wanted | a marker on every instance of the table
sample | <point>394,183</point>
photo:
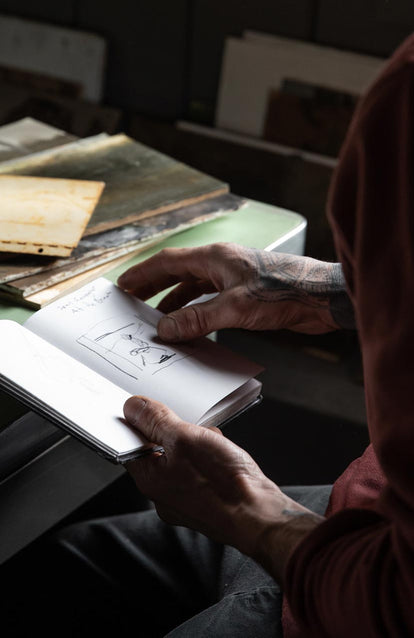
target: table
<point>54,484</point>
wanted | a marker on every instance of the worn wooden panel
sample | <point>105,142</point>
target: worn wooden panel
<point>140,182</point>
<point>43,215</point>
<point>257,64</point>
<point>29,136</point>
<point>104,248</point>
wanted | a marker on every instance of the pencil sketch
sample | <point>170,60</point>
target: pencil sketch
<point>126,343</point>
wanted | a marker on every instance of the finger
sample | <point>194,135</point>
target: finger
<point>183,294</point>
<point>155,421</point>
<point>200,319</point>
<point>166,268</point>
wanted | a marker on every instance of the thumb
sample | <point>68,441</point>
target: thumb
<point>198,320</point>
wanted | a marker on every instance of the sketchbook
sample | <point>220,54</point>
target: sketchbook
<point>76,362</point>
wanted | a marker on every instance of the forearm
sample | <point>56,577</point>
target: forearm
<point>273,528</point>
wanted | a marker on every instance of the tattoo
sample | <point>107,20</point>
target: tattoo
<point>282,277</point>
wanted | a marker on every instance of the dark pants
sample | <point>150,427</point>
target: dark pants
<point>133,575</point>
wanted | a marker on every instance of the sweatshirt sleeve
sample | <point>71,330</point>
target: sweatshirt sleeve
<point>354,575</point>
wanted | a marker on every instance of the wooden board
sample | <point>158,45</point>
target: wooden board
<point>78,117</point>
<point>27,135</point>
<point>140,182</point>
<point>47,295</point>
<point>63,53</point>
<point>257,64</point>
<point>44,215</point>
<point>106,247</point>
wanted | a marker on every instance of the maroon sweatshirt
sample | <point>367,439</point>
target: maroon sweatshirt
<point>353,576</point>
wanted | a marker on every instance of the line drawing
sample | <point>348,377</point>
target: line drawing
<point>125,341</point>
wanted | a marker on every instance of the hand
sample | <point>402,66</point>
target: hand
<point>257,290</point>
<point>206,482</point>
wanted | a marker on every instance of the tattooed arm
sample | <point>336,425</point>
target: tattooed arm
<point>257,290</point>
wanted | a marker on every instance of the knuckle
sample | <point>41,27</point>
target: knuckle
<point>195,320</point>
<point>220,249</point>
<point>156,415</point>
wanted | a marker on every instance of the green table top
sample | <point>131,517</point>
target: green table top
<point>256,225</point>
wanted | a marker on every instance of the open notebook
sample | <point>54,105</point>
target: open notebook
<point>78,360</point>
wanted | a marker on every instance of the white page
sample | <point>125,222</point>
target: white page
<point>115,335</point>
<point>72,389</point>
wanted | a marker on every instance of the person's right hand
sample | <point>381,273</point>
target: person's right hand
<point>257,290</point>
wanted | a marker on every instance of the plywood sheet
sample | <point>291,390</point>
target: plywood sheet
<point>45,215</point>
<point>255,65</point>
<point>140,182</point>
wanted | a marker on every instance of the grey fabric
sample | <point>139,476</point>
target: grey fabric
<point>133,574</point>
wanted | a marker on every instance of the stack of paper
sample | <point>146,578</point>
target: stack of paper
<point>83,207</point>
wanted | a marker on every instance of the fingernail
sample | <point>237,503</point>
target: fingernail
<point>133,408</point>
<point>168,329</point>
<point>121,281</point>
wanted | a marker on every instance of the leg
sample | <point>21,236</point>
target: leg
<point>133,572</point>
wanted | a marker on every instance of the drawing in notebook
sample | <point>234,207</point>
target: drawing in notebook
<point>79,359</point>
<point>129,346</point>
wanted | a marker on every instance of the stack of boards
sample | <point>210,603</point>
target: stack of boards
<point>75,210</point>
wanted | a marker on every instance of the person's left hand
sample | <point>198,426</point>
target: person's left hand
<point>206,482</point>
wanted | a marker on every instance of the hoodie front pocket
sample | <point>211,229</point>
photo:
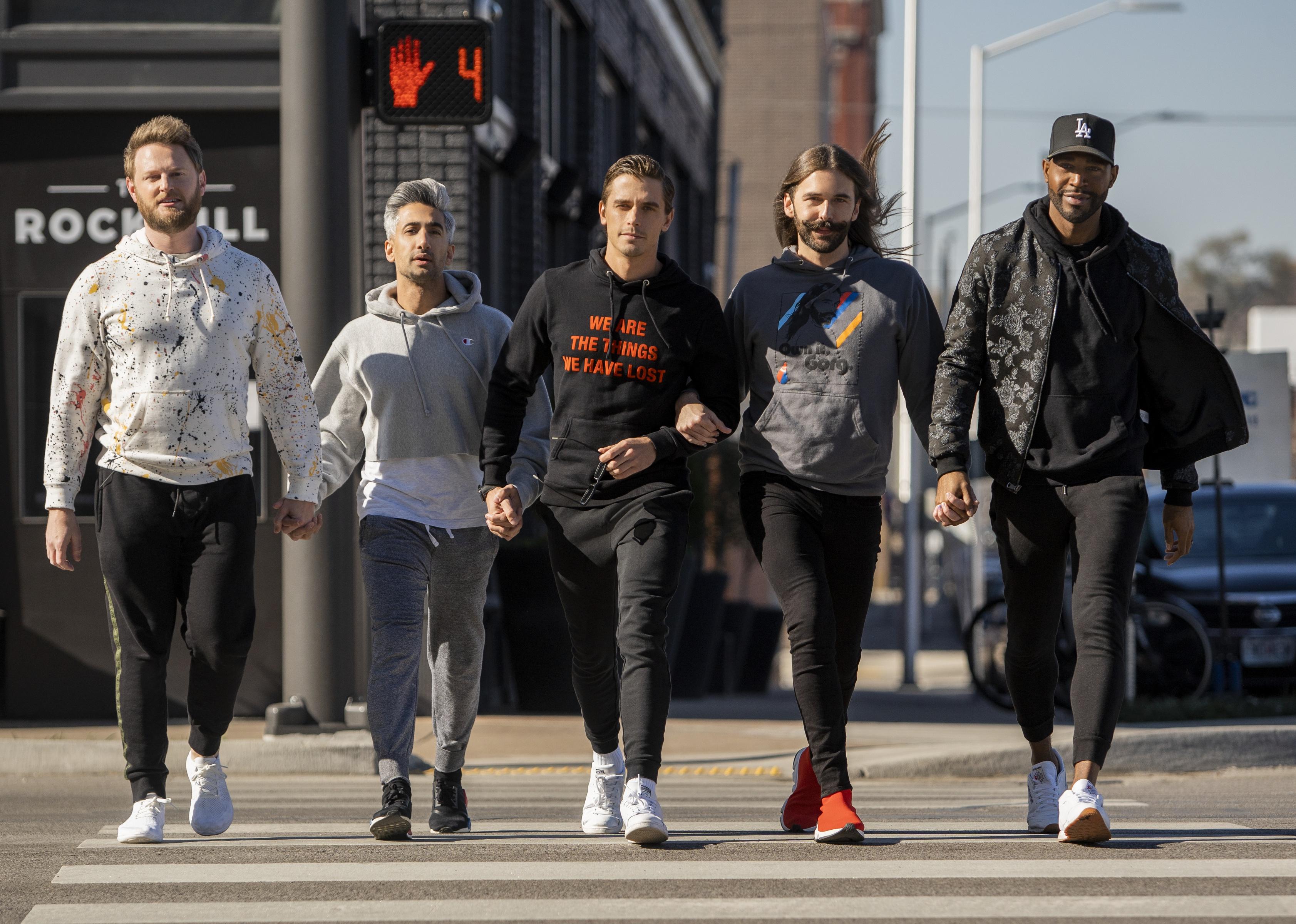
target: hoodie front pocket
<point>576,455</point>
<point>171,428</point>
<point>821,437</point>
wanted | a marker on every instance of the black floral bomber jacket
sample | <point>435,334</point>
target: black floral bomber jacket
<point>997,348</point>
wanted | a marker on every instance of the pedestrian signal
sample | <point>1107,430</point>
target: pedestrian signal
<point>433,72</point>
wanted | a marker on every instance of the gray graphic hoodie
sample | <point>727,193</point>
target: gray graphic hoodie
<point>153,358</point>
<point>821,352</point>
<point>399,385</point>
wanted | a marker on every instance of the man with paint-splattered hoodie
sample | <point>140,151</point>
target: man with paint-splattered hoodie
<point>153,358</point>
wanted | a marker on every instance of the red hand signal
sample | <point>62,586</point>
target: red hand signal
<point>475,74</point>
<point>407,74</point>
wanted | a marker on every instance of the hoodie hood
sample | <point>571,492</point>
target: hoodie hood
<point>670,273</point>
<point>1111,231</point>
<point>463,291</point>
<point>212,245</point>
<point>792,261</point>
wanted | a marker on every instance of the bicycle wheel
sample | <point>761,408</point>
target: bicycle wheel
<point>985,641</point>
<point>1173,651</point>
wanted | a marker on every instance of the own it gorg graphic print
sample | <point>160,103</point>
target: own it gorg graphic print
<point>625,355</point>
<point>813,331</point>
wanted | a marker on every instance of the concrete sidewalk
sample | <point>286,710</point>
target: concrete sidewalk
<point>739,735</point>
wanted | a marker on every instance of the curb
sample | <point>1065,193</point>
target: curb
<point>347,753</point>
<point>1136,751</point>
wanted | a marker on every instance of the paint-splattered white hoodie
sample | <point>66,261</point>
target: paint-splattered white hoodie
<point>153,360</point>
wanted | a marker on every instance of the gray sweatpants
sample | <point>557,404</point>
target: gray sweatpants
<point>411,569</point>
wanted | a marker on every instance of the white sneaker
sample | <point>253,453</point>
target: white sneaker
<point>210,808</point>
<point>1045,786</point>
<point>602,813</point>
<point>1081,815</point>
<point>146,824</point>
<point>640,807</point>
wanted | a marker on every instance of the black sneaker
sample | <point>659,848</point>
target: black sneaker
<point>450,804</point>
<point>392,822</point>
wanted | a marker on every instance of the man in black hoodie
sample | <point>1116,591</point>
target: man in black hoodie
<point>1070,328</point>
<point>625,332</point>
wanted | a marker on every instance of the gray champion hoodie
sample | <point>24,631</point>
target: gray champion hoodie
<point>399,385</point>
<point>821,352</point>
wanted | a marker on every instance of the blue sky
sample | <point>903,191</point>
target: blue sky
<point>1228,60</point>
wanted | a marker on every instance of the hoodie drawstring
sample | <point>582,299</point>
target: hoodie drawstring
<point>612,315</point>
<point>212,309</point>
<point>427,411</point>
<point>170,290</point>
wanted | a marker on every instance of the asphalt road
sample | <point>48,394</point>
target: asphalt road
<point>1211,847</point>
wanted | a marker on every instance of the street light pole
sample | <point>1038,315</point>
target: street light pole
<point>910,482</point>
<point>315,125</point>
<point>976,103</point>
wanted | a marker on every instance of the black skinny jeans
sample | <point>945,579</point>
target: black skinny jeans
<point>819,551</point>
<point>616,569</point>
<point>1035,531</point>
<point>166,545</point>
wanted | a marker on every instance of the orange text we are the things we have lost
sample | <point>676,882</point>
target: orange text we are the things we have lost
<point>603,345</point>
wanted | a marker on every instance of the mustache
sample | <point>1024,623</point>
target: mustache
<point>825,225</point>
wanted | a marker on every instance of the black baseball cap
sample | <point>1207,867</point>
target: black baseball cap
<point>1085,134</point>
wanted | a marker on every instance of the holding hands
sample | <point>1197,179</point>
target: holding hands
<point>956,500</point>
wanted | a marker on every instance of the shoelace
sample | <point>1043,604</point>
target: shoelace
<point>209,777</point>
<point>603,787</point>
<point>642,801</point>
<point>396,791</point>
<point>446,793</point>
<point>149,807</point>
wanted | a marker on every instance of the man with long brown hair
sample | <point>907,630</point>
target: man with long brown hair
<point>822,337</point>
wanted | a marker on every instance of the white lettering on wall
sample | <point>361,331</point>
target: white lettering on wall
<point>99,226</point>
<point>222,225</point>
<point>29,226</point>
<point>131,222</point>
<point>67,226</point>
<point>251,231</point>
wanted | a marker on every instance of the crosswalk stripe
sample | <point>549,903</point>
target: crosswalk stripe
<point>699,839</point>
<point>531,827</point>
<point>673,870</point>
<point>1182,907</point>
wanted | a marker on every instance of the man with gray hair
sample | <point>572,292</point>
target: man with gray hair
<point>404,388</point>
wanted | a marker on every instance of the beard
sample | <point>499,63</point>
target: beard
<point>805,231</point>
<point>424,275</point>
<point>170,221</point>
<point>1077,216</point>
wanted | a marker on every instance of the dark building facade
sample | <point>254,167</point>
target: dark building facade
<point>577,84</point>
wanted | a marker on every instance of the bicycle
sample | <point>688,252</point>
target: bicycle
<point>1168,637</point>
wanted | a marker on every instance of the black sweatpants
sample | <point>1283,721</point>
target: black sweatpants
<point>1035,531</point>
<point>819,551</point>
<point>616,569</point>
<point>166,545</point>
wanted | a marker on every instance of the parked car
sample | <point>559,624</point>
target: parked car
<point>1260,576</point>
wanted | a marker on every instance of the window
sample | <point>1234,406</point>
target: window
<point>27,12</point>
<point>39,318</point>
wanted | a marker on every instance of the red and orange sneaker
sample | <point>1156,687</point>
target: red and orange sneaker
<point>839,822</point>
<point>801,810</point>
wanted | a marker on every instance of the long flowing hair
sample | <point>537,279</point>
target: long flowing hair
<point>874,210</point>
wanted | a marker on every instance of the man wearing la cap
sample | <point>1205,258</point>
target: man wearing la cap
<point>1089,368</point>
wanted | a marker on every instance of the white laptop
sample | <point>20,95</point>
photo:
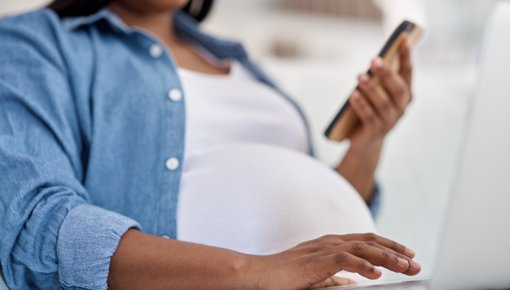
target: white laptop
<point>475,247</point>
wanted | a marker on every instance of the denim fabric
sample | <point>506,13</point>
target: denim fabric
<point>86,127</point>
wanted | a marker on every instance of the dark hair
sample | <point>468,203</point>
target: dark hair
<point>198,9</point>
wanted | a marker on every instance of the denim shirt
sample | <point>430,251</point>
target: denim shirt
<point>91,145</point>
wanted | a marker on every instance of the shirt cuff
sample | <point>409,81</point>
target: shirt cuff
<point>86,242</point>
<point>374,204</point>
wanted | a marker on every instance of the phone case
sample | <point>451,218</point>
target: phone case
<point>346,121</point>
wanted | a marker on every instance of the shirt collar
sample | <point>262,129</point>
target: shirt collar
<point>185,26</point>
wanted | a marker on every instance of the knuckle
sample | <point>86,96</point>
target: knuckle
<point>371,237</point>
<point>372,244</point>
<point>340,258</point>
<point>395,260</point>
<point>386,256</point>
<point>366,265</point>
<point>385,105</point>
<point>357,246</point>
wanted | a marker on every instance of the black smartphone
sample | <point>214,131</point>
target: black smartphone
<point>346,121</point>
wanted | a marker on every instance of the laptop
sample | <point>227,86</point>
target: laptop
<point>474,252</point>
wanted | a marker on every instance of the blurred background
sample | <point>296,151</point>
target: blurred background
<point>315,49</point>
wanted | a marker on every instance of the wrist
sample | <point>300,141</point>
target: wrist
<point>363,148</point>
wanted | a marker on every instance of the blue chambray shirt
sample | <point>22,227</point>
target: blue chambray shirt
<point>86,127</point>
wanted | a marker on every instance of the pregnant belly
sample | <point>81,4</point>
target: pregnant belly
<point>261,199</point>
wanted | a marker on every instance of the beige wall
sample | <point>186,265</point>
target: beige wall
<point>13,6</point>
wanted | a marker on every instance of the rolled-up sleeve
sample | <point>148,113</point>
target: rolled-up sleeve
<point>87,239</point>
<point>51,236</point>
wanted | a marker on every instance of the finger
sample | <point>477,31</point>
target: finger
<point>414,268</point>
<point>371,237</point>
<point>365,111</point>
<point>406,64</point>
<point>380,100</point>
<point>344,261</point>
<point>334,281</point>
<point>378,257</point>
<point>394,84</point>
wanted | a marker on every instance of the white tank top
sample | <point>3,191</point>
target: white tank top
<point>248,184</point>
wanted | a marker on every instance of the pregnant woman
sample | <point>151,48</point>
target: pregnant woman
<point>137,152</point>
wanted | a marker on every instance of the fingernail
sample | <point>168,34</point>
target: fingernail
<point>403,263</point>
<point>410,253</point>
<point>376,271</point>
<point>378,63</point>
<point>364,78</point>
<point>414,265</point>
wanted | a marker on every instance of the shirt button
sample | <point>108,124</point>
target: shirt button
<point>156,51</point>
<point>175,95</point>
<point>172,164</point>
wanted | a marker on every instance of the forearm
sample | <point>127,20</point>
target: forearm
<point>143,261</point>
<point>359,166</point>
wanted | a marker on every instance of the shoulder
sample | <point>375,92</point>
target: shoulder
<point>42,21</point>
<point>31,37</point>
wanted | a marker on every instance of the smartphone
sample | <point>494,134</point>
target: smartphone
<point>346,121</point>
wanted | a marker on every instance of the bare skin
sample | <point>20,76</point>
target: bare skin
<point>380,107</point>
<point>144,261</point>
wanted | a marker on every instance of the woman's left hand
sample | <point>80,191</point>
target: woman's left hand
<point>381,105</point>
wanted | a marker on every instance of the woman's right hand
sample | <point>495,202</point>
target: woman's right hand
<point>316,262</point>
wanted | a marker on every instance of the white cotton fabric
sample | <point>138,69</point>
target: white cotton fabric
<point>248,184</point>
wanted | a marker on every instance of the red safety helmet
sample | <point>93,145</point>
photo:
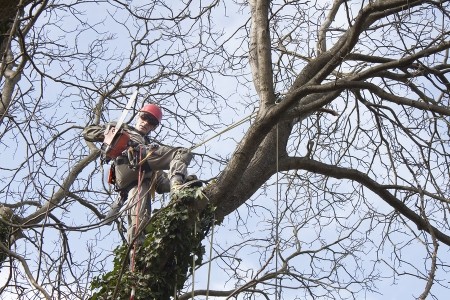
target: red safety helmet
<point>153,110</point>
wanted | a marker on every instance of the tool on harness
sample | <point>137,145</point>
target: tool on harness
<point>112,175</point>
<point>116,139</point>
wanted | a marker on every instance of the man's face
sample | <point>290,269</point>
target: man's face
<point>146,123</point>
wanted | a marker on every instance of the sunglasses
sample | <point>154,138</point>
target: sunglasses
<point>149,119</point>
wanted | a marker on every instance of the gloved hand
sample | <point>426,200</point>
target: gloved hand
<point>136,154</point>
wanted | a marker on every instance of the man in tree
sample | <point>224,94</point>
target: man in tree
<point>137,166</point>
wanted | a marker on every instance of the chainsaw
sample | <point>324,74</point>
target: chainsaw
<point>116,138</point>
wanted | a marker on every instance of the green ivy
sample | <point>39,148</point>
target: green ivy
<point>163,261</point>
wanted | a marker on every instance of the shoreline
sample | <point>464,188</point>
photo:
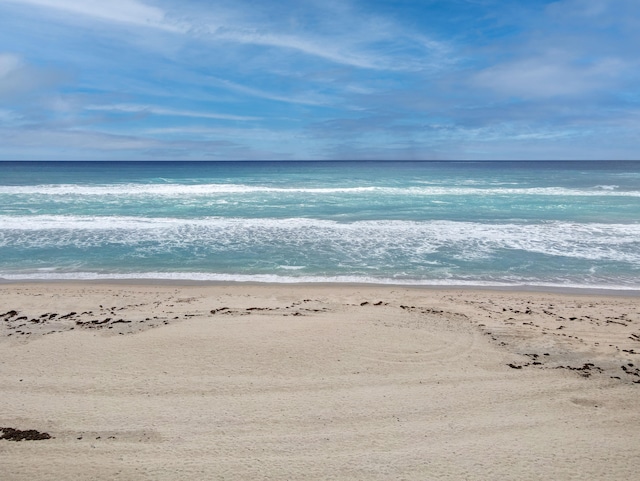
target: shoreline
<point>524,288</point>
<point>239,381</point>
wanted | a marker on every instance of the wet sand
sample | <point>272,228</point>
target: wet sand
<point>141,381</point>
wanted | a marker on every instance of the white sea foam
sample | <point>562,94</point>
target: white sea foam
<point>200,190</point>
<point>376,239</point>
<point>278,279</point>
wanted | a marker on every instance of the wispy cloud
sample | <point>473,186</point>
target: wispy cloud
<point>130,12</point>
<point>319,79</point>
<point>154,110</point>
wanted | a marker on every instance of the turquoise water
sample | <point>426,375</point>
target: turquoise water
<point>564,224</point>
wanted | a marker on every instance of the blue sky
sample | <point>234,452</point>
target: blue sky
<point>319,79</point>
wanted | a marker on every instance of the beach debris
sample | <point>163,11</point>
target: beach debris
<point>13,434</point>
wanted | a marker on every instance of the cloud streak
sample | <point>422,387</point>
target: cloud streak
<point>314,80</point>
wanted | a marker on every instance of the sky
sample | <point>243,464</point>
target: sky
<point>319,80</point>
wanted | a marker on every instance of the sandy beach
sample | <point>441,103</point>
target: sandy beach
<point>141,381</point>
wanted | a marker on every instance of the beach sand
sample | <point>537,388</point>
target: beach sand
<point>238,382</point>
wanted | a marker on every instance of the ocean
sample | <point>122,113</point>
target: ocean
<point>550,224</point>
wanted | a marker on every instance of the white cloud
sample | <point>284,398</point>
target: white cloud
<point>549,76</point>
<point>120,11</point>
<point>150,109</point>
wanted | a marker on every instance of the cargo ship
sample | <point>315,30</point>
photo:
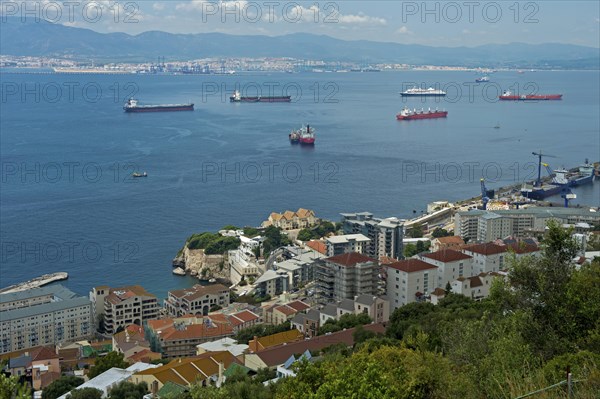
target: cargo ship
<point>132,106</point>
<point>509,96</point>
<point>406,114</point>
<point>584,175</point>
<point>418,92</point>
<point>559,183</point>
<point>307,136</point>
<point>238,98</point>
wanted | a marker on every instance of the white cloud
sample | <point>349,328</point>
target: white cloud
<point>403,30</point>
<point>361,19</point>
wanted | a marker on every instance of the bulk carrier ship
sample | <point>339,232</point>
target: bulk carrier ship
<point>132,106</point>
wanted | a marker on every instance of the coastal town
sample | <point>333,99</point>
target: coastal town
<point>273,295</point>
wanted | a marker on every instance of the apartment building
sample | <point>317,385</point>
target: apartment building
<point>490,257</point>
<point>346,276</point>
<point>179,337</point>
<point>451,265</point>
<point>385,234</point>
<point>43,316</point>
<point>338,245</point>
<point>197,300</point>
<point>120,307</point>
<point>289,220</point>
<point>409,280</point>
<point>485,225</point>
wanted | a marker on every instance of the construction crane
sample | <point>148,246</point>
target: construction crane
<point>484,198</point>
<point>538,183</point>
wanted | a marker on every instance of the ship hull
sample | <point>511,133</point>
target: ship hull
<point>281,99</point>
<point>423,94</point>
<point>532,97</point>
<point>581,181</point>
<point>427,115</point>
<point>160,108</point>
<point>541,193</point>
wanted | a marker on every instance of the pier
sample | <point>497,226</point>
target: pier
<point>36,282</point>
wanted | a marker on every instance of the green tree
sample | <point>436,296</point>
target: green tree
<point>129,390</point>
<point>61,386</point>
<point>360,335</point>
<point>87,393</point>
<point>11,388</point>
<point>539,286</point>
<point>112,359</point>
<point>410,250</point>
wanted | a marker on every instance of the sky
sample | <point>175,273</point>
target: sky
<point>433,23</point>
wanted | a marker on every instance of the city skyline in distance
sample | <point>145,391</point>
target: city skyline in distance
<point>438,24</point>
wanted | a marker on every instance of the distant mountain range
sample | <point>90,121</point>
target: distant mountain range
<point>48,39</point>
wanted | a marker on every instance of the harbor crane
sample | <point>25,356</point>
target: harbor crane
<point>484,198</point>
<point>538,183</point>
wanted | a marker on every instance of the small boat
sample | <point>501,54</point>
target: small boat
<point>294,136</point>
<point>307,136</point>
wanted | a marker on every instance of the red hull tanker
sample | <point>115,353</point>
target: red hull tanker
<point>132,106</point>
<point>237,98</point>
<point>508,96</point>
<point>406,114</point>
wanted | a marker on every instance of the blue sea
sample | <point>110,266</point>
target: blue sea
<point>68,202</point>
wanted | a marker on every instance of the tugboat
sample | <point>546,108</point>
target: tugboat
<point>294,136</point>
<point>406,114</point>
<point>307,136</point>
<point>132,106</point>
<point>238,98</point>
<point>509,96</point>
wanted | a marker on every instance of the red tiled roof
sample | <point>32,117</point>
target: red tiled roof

Exercise prompt:
Take the lines above from the top of the records through the one with "sample | <point>105,142</point>" and repeat them exactly, without any pictures.

Exercise solution:
wanted | a marker on every instance of the table
sample | <point>394,183</point>
photo:
target: table
<point>54,484</point>
wanted | a marker on every instance of the worn wooden panel
sample | <point>105,142</point>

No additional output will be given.